_WHAT TO PRODUCE_
Please reproduce the entire passage below on compiler optimization pass ordering, word for word from its heading to its last sentence, leaving out the rows that follow it.

_EXTRACT PROVIDED_
☆ ☆ ☆ ☆ ☆
Inspiration: Superoptimisation

6.1. Inspiration: Superoptimisation

This needs to be reorganised

Optimisations in compilers are typically built as passes. Compiler authors then design sequences of these passes to create the default optimisation pipelines that most end-users rely on. This is not easy. For a large project like LLVM, the end result looks something like this – a thousand lines of meticulously commented code, carefully crafted and hand tuned to handle every optimisation edge case and perform well on thousands of benchmarks. This is the phase-ordering problem Click, 1995Cliff Click and Keith D. Cooper. 1995. Combining analyses, combining optimizations. ACM Transactions on Programming Languages and Systems 17, 2 (March 1995, 181--196). doi: 10.1145/201059.201061​ – one of the hardest problems in classical compilation.

Quantum compilers are not immune to this, either. The same pass ordering sorcery can be found just as well in TKET, a leading quantum compiler Sivara., 2020Seyon Sivarajah, Silas Dilkes, Alexander Cowtan, Will Simmons, Alec Edgington and Ross Duncan. 2020. t|ket⟩: a retargetable compiler for NISQ devices. Quantum Science and Technology 6, 1 (November 2020, 014003). doi: 10.1088/2058-9565/ab8e92. It does not look quite as scary yet, but the code is growing and some passes are already being called three times within the default sequence. This is hard to maintain and any change and new feature comes at the risk of degrading the compiler performance on established use cases.
☆ ☆ ☆ ☆ ☆
[Pointing dataset rows]
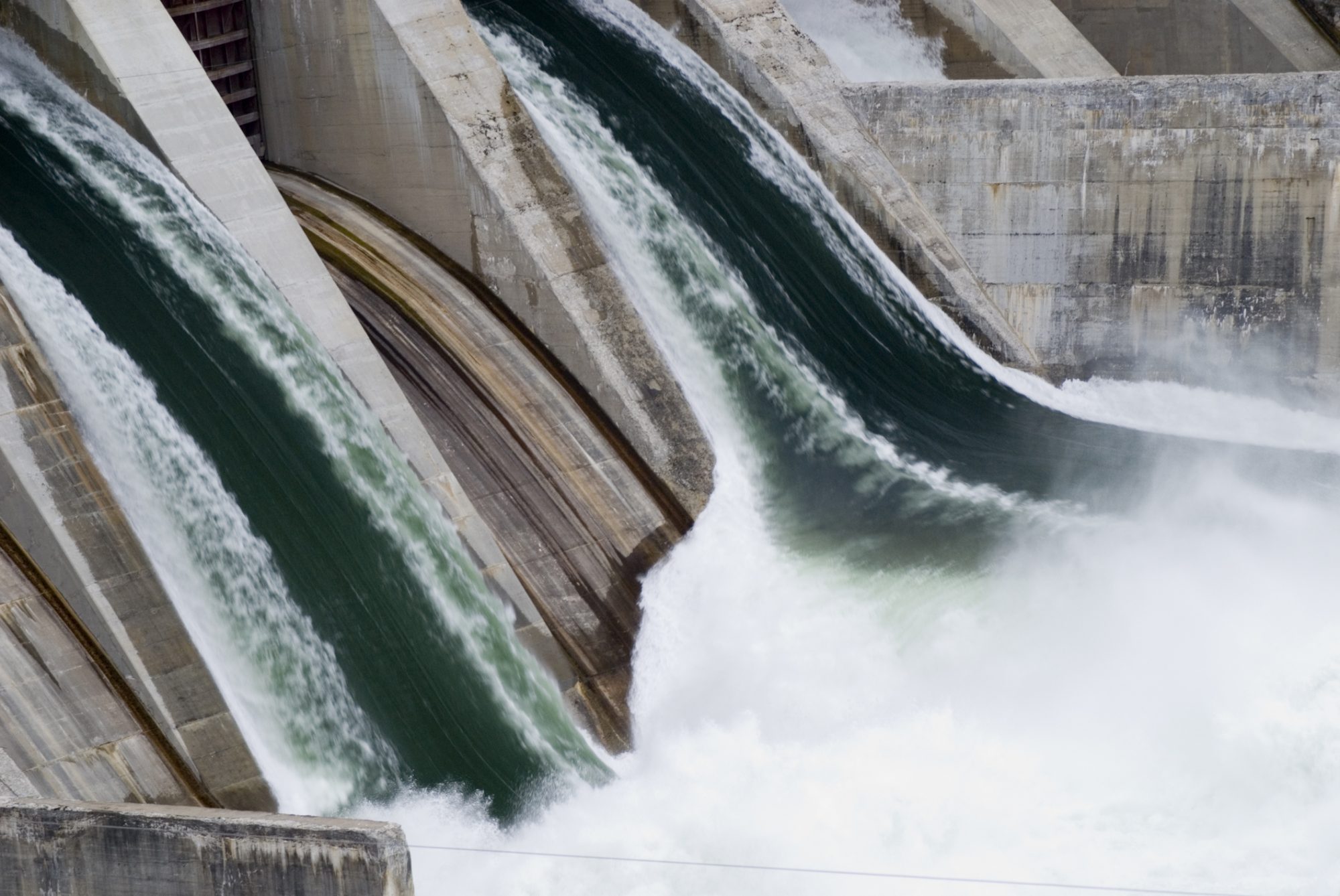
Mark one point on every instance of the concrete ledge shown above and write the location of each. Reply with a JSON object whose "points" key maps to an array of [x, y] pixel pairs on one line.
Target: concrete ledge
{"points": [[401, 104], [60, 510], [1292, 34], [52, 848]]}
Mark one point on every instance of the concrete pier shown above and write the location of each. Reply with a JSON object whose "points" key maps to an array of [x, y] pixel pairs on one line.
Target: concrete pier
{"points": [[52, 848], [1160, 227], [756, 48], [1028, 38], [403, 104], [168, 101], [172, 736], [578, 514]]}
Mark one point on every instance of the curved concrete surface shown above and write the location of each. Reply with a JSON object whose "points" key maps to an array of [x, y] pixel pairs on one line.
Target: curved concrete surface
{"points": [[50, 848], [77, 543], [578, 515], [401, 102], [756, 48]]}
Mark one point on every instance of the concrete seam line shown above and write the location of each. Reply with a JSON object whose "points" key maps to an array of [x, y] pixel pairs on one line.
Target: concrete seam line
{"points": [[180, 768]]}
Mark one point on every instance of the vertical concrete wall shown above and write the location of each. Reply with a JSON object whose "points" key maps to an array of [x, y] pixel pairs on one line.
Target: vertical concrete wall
☆ ☆ ☆ ☆ ☆
_THE ANSWER_
Inspiration: Superoptimisation

6.1. Inspiration: Superoptimisation

This needs to be reorganised

Optimisations in compilers are typically built as passes. Compiler authors then design sequences of these passes to create the default optimisation pipelines that most end-users rely on. This is not easy. For a large project like LLVM, the end result looks something like this – a thousand lines of meticulously commented code, carefully crafted and hand tuned to handle every optimisation edge case and perform well on thousands of benchmarks. This is the phase-ordering problem Click, 1995Cliff Click and Keith D. Cooper. 1995. Combining analyses, combining optimizations. ACM Transactions on Programming Languages and Systems 17, 2 (March 1995, 181--196). doi: 10.1145/201059.201061​ – one of the hardest problems in classical compilation.

Quantum compilers are not immune to this, either. The same pass ordering sorcery can be found just as well in TKET, a leading quantum compiler Sivara., 2020Seyon Sivarajah, Silas Dilkes, Alexander Cowtan, Will Simmons, Alec Edgington and Ross Duncan. 2020. t|ket⟩: a retargetable compiler for NISQ devices. Quantum Science and Technology 6, 1 (November 2020, 014003). doi: 10.1088/2058-9565/ab8e92. It does not look quite as scary yet, but the code is growing and some passes are already being called three times within the default sequence. This is hard to maintain and any change and new feature comes at the risk of degrading the compiler performance on established use cases.